» **Records for the exercise**

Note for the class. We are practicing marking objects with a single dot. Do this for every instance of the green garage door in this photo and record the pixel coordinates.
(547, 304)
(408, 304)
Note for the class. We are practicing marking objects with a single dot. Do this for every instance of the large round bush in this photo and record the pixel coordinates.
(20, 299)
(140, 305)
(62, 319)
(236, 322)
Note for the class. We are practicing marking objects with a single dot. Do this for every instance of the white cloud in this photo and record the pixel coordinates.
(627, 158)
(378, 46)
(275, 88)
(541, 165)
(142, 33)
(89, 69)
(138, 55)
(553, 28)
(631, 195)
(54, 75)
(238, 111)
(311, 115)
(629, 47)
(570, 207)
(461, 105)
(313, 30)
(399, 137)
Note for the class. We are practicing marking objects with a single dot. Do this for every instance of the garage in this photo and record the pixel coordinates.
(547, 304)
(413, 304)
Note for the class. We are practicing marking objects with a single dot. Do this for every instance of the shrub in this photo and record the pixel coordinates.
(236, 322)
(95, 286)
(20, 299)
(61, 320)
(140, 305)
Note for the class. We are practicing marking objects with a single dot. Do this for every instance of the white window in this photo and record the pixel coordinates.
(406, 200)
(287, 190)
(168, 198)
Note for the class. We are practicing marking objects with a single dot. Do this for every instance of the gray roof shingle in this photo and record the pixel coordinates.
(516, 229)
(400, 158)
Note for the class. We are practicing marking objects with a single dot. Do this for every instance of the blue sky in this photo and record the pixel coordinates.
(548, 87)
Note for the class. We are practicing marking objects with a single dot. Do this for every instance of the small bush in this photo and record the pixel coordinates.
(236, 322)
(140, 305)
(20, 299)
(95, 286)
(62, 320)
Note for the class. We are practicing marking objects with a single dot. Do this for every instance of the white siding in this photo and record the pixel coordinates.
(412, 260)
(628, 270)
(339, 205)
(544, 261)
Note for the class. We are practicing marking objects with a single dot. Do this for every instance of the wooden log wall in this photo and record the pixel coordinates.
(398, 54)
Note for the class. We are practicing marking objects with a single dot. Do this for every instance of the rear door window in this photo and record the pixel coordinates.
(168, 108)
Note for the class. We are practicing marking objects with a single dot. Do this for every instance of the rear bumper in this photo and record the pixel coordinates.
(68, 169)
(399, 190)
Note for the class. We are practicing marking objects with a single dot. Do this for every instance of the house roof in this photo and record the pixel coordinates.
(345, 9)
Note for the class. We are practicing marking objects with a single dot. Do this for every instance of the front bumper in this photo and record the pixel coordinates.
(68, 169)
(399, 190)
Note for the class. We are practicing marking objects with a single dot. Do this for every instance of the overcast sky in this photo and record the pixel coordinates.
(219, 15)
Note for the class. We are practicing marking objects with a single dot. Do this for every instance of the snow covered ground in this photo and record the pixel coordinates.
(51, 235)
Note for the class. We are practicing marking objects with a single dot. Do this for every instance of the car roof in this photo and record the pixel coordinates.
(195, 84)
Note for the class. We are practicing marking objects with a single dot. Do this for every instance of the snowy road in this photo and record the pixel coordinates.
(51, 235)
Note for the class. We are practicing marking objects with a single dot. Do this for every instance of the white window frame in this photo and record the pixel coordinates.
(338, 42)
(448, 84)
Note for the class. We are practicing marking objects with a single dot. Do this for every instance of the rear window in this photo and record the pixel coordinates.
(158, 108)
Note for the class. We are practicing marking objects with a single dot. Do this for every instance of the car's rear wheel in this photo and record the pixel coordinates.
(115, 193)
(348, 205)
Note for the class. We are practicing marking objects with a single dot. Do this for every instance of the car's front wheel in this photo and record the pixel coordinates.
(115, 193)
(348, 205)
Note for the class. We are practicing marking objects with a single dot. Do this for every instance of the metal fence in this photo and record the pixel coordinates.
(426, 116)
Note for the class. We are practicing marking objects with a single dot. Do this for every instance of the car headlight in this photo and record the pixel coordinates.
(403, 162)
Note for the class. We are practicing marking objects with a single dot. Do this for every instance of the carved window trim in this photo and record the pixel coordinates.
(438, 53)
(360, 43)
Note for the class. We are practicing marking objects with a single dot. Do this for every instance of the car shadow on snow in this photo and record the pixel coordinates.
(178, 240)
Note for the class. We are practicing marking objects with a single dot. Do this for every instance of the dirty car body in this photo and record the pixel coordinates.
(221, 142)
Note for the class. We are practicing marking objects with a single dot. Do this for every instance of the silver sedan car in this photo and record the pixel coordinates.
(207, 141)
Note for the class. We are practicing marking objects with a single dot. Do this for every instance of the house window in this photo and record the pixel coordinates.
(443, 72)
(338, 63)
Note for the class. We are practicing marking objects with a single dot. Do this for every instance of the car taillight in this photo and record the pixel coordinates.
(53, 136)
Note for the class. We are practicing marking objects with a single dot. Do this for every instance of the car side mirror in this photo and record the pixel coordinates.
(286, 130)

» **Goal of the exercise**
All the entries must be retyped exactly.

» **Answer below**
Note for the class. We are practicing marking objects with a single dot. Do this for every instance of the green garage door in this photo and record the pixel coordinates.
(547, 304)
(408, 304)
Note for the class. We are practicing marking objects with a single dot. Do this for every instance of the large round bush in this photo and record the pixel coordinates.
(20, 299)
(140, 305)
(62, 319)
(236, 322)
Note for the class. We are practicing marking objects with a single dot. Do this for every instance of the white cloud in this photo and record the pixel coordinates.
(627, 158)
(378, 46)
(275, 88)
(541, 165)
(142, 33)
(89, 69)
(138, 55)
(553, 28)
(631, 195)
(54, 75)
(238, 111)
(311, 115)
(629, 47)
(570, 207)
(461, 105)
(313, 30)
(399, 137)
Note for the class. We are practicing marking objects with a single dot. Do this for every instance of the garage in this photo and record the pixel coordinates.
(547, 304)
(413, 304)
Note for the class. We are practicing marking objects with a single dot. Do this for every instance of the shrub in this photo and record the pixel coordinates.
(236, 322)
(95, 286)
(20, 299)
(61, 320)
(140, 305)
Note for the class. We are practicing marking objects with a single dot. Do this for every instance of the white window in this photo and record the pixel coordinates.
(406, 200)
(287, 190)
(168, 198)
Note for the class. We are practicing marking objects with a single dot. Do this for every instance of the gray roof shingle in this photo and record the pixel coordinates.
(516, 229)
(400, 158)
Note for the class. We are practicing marking objects with a single dot. Do this for every instance of the blue sky in this photo and record the pixel coordinates.
(548, 87)
Note for the class. We are practicing marking objects with a single dot. Do this for every instance of the small bush in this photo and record the pixel coordinates.
(236, 322)
(140, 305)
(20, 299)
(95, 286)
(62, 320)
Note for the class. We are practicing marking objects with a single dot. Do this for every instance of the white siding in this photo and record the pixel coordinates.
(412, 260)
(628, 270)
(339, 205)
(544, 261)
Note for the class. We are practicing marking objects with a single dot. Do this for every instance of the wooden log wall in this photo and record the pixel coordinates.
(398, 54)
Note for the class. We are practicing marking objects with a single dot. Do this for every instance of the rear door window in this photo and record the pixel coordinates.
(168, 108)
Note for the class. We are practicing marking objects with a single dot. Do this for every instance of the rear bumper in this photo and record the pixel coordinates.
(68, 169)
(399, 190)
Note for the class. We are practicing marking objects with a single dot. Do this for every instance of the house roof in this photo and record the pixel coordinates.
(345, 9)
Note for the class. We are practicing marking objects with a single dot. Do this for every instance of the front bumper in this photo and record the pixel coordinates.
(68, 169)
(399, 190)
Note for the class. We are practicing marking objects with a single dot. Do this for every instance of the overcast sky in this photo and record the pixel coordinates.
(219, 15)
Note for the class. We are practicing marking objects with a single dot. Do this for every instance of the snow covered ground in this photo and record the pixel coordinates.
(51, 235)
Note for the class. We are practicing marking objects with a single dot. Do this for every instance of the car roof in this photo and record the pixel coordinates.
(195, 84)
Note for the class. We are practicing marking objects with a single dot. Do this for every instance of the snowy road in this photo and record the pixel coordinates.
(51, 235)
Note for the class. We are practicing marking objects with a single dot. Do this for every instance of the white window frame in this photo and record the pixel coordinates.
(338, 42)
(448, 84)
Note for the class. We are practicing marking objects with a single dot. Do this for every instance of the rear window in this photo and record the pixel coordinates.
(158, 108)
Note for the class. We are practicing marking objects with a single dot. Do this for every instance of the car's rear wheel in this photo and record the pixel coordinates.
(115, 193)
(348, 205)
Note for the class. We are practicing marking objects with a single dot. Do this for every instance of the car's front wheel in this photo and record the pixel coordinates.
(115, 193)
(348, 205)
Note for the class. We are practicing marking objects with a single dot. Do this for every instance of the metal fence in this photo and record the pixel coordinates.
(426, 116)
Note for the class. We are practicing marking objects with a single dot. Do this for every instance of the car headlight in this photo and record the pixel coordinates.
(403, 162)
Note for the class. We are practicing marking objects with a single dot. Do this for every instance of the carved window trim in this photo and record the pixel coordinates.
(438, 53)
(360, 43)
Note for the class. We are practicing marking objects with a single dot. Do this for every instance of the car shadow on snow in this photo and record the pixel coordinates.
(178, 240)
Note for the class. We are practicing marking objects with a single dot. Do this for every instance of the dirty car body in this photo and record the pixel coordinates.
(221, 142)
Note for the class. We are practicing marking objects with a single dot. Do this for every instance of the silver sedan car in this photo and record the pixel coordinates.
(207, 141)
Note for the class. We are practicing marking objects with a single dot. Do this for every instance of the house window in this photo and record the pixel coordinates.
(443, 72)
(338, 63)
Note for the class. We are practicing marking objects with a single dot. Do this for every instance of the car taillight in this photo and record the pixel coordinates.
(53, 136)
Note for the class. We are practicing marking objects with a single dot. Do this for every instance of the car side mirror in this photo and record the pixel coordinates.
(286, 130)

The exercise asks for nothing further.